◆ Text segment:

# Walk behind or lawn-tractor mounted snowblowers?



## jpilk99 (Nov 29, 2012)

Hi all,

I've always been a "walk behind" snowblower guy and been moderately happy. Even with 6 forward speeds and 2 reverse on my Toro 824 powershift, I found I was getting quite a work out when I cleared the driveway.

The next summer, I bought a brand new Husqvarna LGT 24K54 lawn tractor. LOVE IT. When I found I could buy a snowblower attachment I thought - THAT'S the way to go!!! I sold the Toro and started looking for the Bercomac attachments. Found a nice deal on Craigslist for a 40" snowblower attachement itself, but, the subframe connector is for a different model and won't fit mine. May need to get a drive mechanism too - which will set me back about $750-800.

My question is: I could buy a nice walk behind for $750-800. Do I buy a walk behind or buy the parts to make this lawntractor/Berco snowblower?

Thanks in advance,

Jay


----------



## HCBPH (Mar 8, 2011)

*Options*

First off, Welcome to the forum.

Storage space should be about the same. How easy and quick would it be to switch between mowing and blowing? If the tractor is down, you can't do either. If you have both then you have 2 to maintain. If you have a walk behind you won't be subjecting the tractor to snow, ice etc and the hours of blowing. With a 40" blower, will it get into all the spaces you would plan to blow?

◆ Problem set:
- 1) Output the portion of the snowblower thread between "The next summer, I" and "this lawntractor/Berco snowblower?", inclusive.
- 2) Go on with the forum thread about choosing a snowblower, picking up after its final sentence.

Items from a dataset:
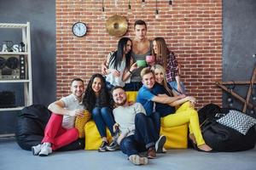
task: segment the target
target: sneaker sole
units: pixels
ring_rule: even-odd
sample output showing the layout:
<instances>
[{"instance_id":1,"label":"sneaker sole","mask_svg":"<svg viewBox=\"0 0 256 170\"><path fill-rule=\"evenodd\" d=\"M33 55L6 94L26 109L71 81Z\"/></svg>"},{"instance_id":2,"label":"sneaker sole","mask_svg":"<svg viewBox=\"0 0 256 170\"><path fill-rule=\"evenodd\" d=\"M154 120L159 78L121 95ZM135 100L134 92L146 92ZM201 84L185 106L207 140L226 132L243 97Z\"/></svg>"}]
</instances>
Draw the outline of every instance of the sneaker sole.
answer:
<instances>
[{"instance_id":1,"label":"sneaker sole","mask_svg":"<svg viewBox=\"0 0 256 170\"><path fill-rule=\"evenodd\" d=\"M156 144L156 147L155 147L156 153L163 153L163 147L166 142L166 136L162 136L162 138L160 138L160 140L158 140L158 143Z\"/></svg>"},{"instance_id":2,"label":"sneaker sole","mask_svg":"<svg viewBox=\"0 0 256 170\"><path fill-rule=\"evenodd\" d=\"M35 149L33 147L31 150L32 151L33 156L38 156L38 154L36 154Z\"/></svg>"},{"instance_id":3,"label":"sneaker sole","mask_svg":"<svg viewBox=\"0 0 256 170\"><path fill-rule=\"evenodd\" d=\"M119 148L106 148L106 151L115 151L119 150Z\"/></svg>"},{"instance_id":4,"label":"sneaker sole","mask_svg":"<svg viewBox=\"0 0 256 170\"><path fill-rule=\"evenodd\" d=\"M107 150L106 149L98 149L98 151L99 152L105 152L105 151L107 151Z\"/></svg>"}]
</instances>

◆ Answers for the tasks:
- 1)
The next summer, I bought a brand new Husqvarna LGT 24K54 lawn tractor. LOVE IT. When I found I could buy a snowblower attachment I thought - THAT'S the way to go!!! I sold the Toro and started looking for the Bercomac attachments. Found a nice deal on Craigslist for a 40" snowblower attachement itself, but, the subframe connector is for a different model and won't fit mine. May need to get a drive mechanism too - which will set me back about $750-800.

My question is: I could buy a nice walk behind for $750-800. Do I buy a walk behind or buy the parts to make this lawntractor/Berco snowblower?

- 2)
That pretty much sums it up. Figure out which items apply and you'll have your answer.


----------



## KerryAll (Oct 19, 2011)

I find the walk-behind blower to be great exercise. Most of us up here in Canada don't ski, as some would have you believe, so we need to get off the couch!!


----------



## bwdbrn1 (Nov 24, 2010)

KerryAll said:


> I find the walk-behind blower to be great exercise. Most of us up here in Canada don't ski, as some would have you believe, so we need to get off the couch!!


Well there goes another one of my long held beliefs

Anyway, do you still have the Toro walk behind? Not to throw you off track, but if you've got the room, maybe having both would be an option. Personally I have a single stage walk behind, a 2 stage walk behind, and the one in my avatar to the left, plus the old standby snow shovel. I use which ever one tickles my fancy, or the amount of snow we get.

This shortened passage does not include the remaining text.